On June 16, special purpose acquisition company (SPAC) Virgin Group Acquisition completed its merger with consumer genetics company 23andMe (ME 12.19%). The deal funded the latter with $592 million in cash at a total enterprise valuation of $3.5 billion. Investors were enthusiastic about the agreement, with shares soaring by over 20% on the day of their trading debut.
That's quite the jump, considering 23andMe's management projects that its revenue will decline sharply over the next few years and not recover to 2019 levels until 2025. So what's behind the hype?
Growth is stalling
23andMe is known for its namesake health and ancestry testing services. After purchasing and receiving its test kit, consumers ship a saliva sample to a laboratory for analysis. The results include a complete breakdown of the user's genetic background. Customers can also use the data to locate close relatives on the 23andMe platform.
The report given to each customer includes health predisposition (such as vulnerability to chronic diseases), carrier status for hereditary disorders, and various traits (eye color, wakeup time, alcohol flush, tolerance to caffeine, etc.).
23andMe has sold over 11.3 million tests since its inception -- but that number looks to be about to hit a brick wall. The company's declining sales in recent years show that almost everyone in the developed countries where 23andMe operates who was interested in their ancestry or genetic health and could afford the purchase has already done so. In 2019, the company brought in $441 million in revenue, with consumer services accounting for 96% of sales. However, its forecast for this year amounts to just $243.5 million in sales. 23andMe is, fortunately, improving its operating income less noncash items from a loss of $85 million in 2019 to a positive $7.5 million this year.
Diversification is working
It's clear that management sees the problem as well. The company has been aggressively diversifying into pharmaceutical research to make up for the lost sales. As a result, that segment now accounts for 23% of overall revenue.
It was able to do so by leveraging its vast genetic database obtained from consumers. Of the 11.3 million people who've used 23andMe's kits, 8.9 million consented to the company's using their data for research and development. This has given 23andMe the largest such database in the country -- it's ahead of the next runner-up, Regeneron Pharmaceuticals (REGN 1.31%), by 7.9 million.
23andMe is developing over 40 therapeutics in areas including oncology, immunology, cardiovascular diseases, metabolic diseases, and neurology, all using drug targets derived from studying genomic abnormalities in its database. In addition, the company boasts that it can utilize the consumer genomics data to shorten the drug clinical trial time by an average of three years and increase a trial's probability of success. In 2018, 23andMe secured a $300 million upfront equity investment from GlaxoSmithKline (GSK 0.12%) to develop new therapeutics, with $127 million more in research revenue coming between then and mid-2023.
Lastly, 23andMe is combining its genetic research and testing to curate a subscription service for its consumers. Each subscription offers insight into an individual's pharmacogenetics, heart health, DNA relatives, and polygenic risk scores (i.e., risk of developing cancer by a certain age). The $29/year service has attracted more than 125,000 subscribers since its soft launch in October.
Overall, 23andMe is making a sharp comeback with its new business model. Currently, the stock looks like it already has that priced in, trading at a very expensive 14.6 times EV-to-sales. It's still nonetheless a good healthcare stock to buy -- albeit as a small stake in case its growth disappoints.

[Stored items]
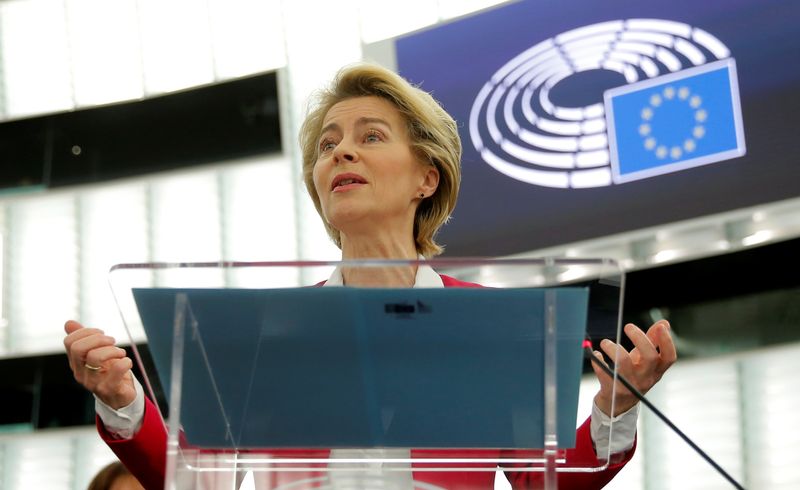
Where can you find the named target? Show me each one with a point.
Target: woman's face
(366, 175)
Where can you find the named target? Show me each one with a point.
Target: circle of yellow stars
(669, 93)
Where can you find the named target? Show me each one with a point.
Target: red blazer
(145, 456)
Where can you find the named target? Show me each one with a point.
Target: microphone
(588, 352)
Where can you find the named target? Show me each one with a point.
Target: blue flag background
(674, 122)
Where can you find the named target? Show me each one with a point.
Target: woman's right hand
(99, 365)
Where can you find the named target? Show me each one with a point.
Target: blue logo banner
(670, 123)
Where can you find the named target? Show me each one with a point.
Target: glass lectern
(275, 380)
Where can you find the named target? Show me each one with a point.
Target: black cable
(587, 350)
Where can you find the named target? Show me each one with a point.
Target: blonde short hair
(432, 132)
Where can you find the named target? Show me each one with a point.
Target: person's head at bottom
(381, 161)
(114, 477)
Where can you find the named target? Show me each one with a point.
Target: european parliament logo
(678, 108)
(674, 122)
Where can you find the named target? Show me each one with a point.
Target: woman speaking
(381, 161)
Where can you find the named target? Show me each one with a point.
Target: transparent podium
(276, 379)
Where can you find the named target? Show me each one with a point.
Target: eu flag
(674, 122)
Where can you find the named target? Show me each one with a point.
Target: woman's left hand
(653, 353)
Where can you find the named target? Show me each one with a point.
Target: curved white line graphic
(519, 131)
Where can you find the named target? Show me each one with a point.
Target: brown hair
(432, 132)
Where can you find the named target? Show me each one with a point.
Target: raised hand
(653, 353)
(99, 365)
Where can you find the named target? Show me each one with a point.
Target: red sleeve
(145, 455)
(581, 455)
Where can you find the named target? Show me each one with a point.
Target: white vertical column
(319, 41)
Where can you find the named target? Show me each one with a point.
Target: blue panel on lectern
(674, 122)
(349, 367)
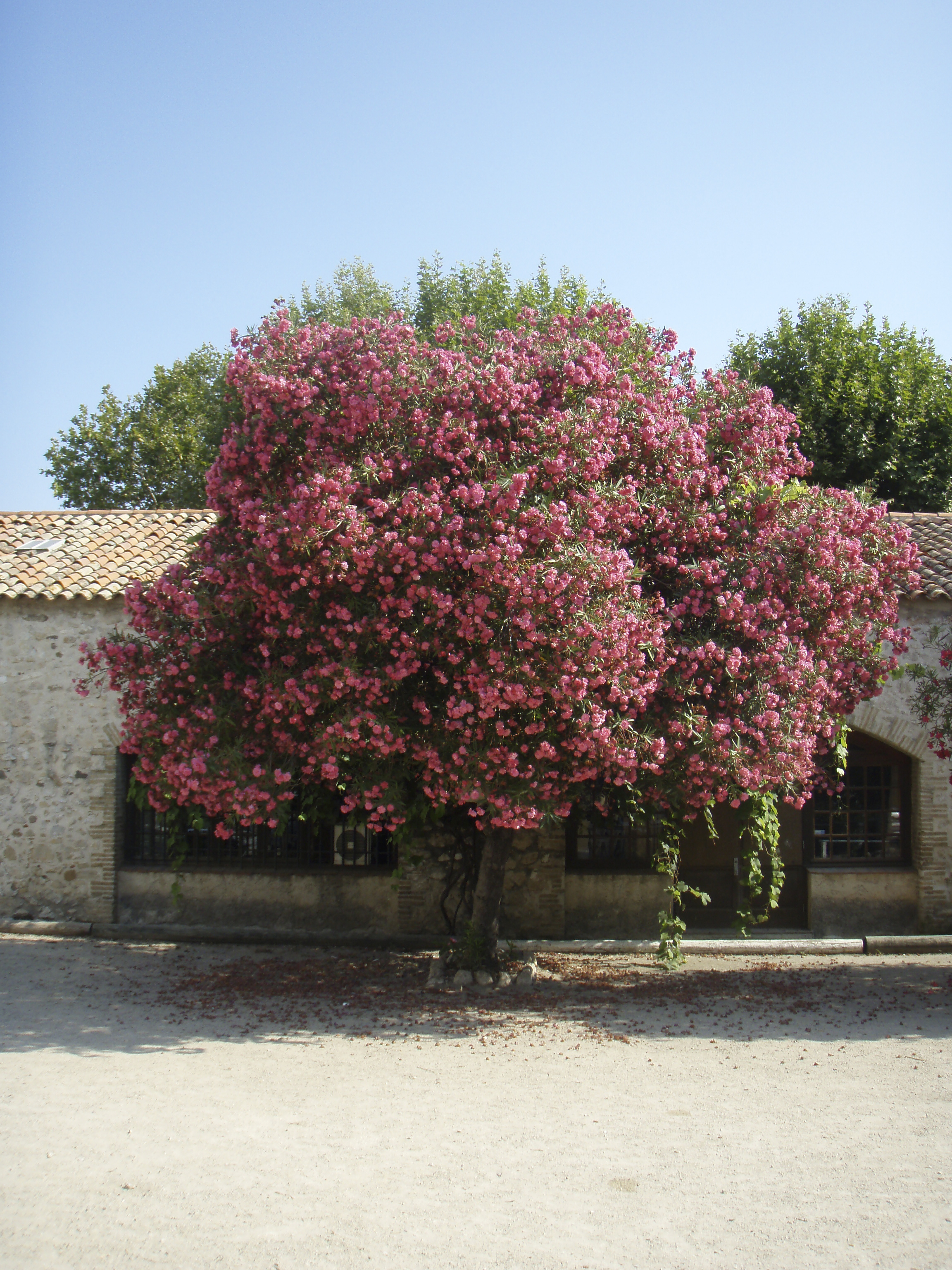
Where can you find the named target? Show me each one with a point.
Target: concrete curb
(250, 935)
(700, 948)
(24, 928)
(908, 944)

→ What to work on:
A) In the 23andMe article, reproduce word for word the passage from "Lastly, 23andMe is" to "launch in October.".
B) Condense the paragraph of the 23andMe article beginning "23andMe is developing over 40 therapeutics" into a bulleted list that keeps its main facts.
The listing comes from a source other than the 23andMe article.

→ Answers for this exercise:
A)
Lastly, 23andMe is combining its genetic research and testing to curate a subscription service for its consumers. Each subscription offers insight into an individual's pharmacogenetics, heart health, DNA relatives, and polygenic risk scores (i.e., risk of developing cancer by a certain age). The $29/year service has attracted more than 125,000 subscribers since its soft launch in October.

B)
- Over 40 therapeutics are in development across oncology, immunology, cardiovascular diseases, metabolic diseases, and neurology. All use drug targets derived from studying genomic abnormalities in the company's database.
- The company says its consumer genomics data can shorten clinical trial time by an average of three years and increase a trial's probability of success.
- In 2018, GlaxoSmithKline made a $300 million upfront equity investment to develop new therapeutics, with $127 million more in research revenue coming between then and mid-2023.